* [Supplied text]:

As river valleys can be important corridors for wild bees (see e.g., Braun-Reichert et al., 2021), we hypothesized that the river dike in Freising would be the main bee hotspot of the city. Contrary to our expectations, meadow orchards and not the river dikes had the highest species richness. This might be partly explained by the fact that the studied river dike sections were relatively uniform overall while there was more structural diversity within the different meadow orchard (and wasteland) sites we studied. Furthermore, since we were unable to locate nesting sites of most species, we do not know if the observed foraging habitats are also suitable for nesting. In fact, many studies highlight the importance of the availability of non-floral resources (Potts et al., 2005; Appenfeller et al., 2020; Requier and Leonhardt, 2020). Providing bare soil for ground nesting bee species is a relatively easy measure in in urban environments that can have a large impact (Noël et al., 2021).
4.4 Management of hotspots
We recorded the highest bee diversity on two patches of extensively managed meadow orchards, on the river dike area with the latest date of mowing (September), and on wastelands in early succession stages. Those were also the sites with the highest flowering plant species diversity. Our findings support extensive management of green spaces with grazing animals or late summer/autumn mowing (1–2 times per year), always leaving some stripes or patches unmown. Besides protecting natural areas and fostering flower- und structure-rich parks and gardens, the importance of wasteland in early succession stages should not be overlooked. These habitats tend to be short-lived in cities but will reappear whenever new demolition or construction sites appear.

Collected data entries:
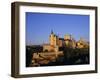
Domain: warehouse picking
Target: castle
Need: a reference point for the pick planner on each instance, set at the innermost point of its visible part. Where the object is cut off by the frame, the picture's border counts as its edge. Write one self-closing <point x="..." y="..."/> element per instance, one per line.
<point x="51" y="51"/>
<point x="68" y="41"/>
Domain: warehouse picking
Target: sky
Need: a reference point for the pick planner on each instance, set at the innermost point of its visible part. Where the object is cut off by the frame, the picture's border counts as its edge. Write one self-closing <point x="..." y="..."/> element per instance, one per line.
<point x="40" y="25"/>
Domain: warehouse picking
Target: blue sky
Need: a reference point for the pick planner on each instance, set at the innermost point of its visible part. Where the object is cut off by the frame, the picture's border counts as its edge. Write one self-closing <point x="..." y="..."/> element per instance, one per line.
<point x="39" y="26"/>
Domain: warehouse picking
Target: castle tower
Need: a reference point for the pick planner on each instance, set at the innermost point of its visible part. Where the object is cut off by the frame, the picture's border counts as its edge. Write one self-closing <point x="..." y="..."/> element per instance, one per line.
<point x="51" y="38"/>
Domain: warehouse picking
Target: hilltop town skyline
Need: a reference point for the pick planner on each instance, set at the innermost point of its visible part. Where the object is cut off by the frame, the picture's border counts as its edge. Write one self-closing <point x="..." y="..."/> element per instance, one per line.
<point x="39" y="26"/>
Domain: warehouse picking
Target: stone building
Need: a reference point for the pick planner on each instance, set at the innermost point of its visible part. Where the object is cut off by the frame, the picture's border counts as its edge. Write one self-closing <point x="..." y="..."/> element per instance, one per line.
<point x="68" y="41"/>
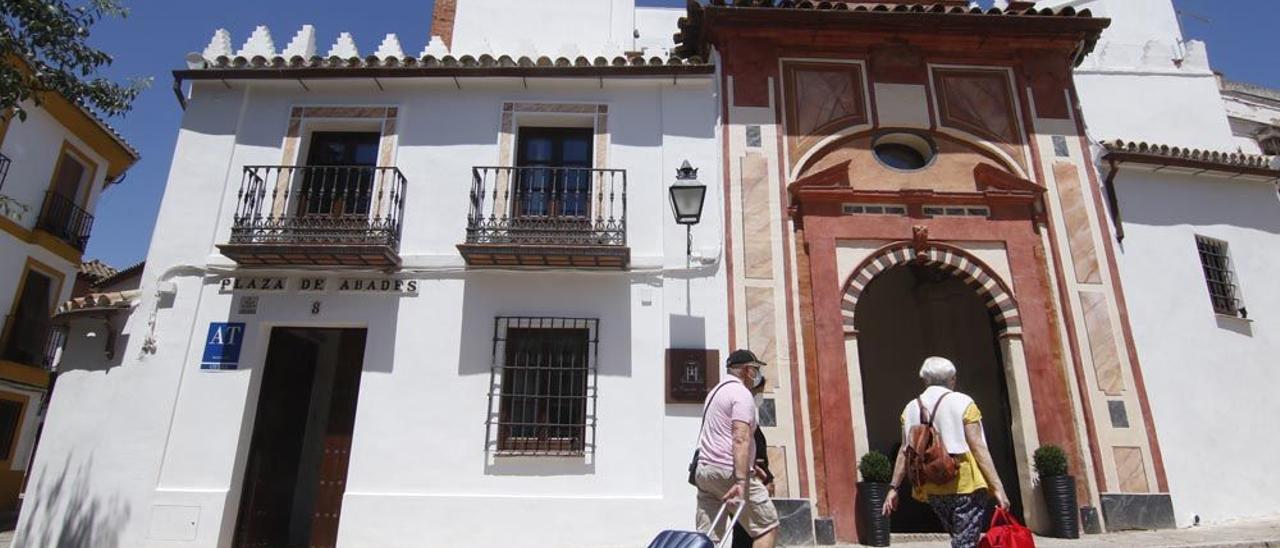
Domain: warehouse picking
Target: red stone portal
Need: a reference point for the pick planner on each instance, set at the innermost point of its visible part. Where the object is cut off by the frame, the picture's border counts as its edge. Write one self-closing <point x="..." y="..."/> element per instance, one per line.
<point x="844" y="78"/>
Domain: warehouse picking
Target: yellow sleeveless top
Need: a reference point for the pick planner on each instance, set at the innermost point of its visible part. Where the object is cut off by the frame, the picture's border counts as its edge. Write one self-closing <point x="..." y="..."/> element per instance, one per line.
<point x="969" y="478"/>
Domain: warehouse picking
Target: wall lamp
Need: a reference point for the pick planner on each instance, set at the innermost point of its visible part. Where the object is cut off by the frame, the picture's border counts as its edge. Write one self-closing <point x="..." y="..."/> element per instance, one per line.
<point x="688" y="196"/>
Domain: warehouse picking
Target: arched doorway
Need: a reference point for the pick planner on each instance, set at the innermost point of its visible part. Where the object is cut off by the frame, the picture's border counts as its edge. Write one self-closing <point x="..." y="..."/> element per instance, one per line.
<point x="905" y="314"/>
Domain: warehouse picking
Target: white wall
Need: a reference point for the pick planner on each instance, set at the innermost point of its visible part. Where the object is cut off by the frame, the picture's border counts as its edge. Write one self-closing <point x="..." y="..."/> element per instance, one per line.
<point x="657" y="28"/>
<point x="167" y="457"/>
<point x="1142" y="82"/>
<point x="1208" y="377"/>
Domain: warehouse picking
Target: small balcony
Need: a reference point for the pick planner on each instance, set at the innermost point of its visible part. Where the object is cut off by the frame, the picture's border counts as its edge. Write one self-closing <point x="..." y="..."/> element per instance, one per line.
<point x="548" y="217"/>
<point x="318" y="215"/>
<point x="60" y="217"/>
<point x="31" y="342"/>
<point x="4" y="169"/>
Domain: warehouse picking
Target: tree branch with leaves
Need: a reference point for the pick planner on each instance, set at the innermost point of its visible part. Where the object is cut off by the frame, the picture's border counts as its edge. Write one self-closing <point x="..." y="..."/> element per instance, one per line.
<point x="44" y="49"/>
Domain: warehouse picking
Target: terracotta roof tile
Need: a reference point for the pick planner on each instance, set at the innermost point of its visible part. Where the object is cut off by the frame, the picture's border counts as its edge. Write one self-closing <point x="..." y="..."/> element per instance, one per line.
<point x="301" y="53"/>
<point x="96" y="270"/>
<point x="115" y="300"/>
<point x="1187" y="154"/>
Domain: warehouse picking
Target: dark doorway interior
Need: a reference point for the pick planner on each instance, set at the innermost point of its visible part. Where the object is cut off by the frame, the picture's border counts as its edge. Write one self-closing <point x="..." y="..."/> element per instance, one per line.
<point x="912" y="313"/>
<point x="301" y="444"/>
<point x="339" y="179"/>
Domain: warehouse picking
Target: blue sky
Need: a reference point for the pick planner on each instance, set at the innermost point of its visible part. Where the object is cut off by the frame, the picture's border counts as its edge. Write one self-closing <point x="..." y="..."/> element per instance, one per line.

* [The tasks]:
1. In the passage on wild bee hotspots in Freising, which habitat type showed the highest species richness, contrary to the authors' expectations?
2. Pick up the passage on wild bee hotspots in Freising after its final sentence and carry it forward.

* [In response]:
1. Meadow orchards.

2.
4.5 Promoting connectivity—and at which scale?
Overall, the bee community composition in the hotspots was relatively similar. Bee species richness on a site is not related to the distance from the river dikes, and the city center does not seem to be a barrier. This might partly be explained by the relatively small size of Freising and of its highly urbanized areas. The particular topography of the city might also play a role, as bees might be more easily displaced by wind from elevated hill sites. Body size of female bees was overall very similar in the different habitats. A slightly larger size found on the river dikes is an effect of the higher number of bumblebee species on the dikes. The lack in size patterns is in contrast to other studies (e.g., Greenleaf et al., 2007) suggesting higher dispersal potential for larger-sized bees.
Our stepping-stone flower patches were very successful, similar to the results of Hofmann and Renner (2020), who found that flower strips in Munich already supported a quarter of Munich's bee species in the first year with oligolectic species not being underrepresented compared to the city's overall species pool. This suggests that some oligolectic bee species are relatively well established in cities, where they find their specific host plants in gardens (e.g., Campanula spp. as ornamental plants) or on wasteland and roadsides (e.g., Echium vulgare or Reseda lutea). In a way, this might be misleading since they do not rely on additional stepping-stones. Maybe more attention should be given to those species with more specific needs who will take some time to colonize the new patches (e.g., Osmia brevicornis or Dasypoda hirtipes).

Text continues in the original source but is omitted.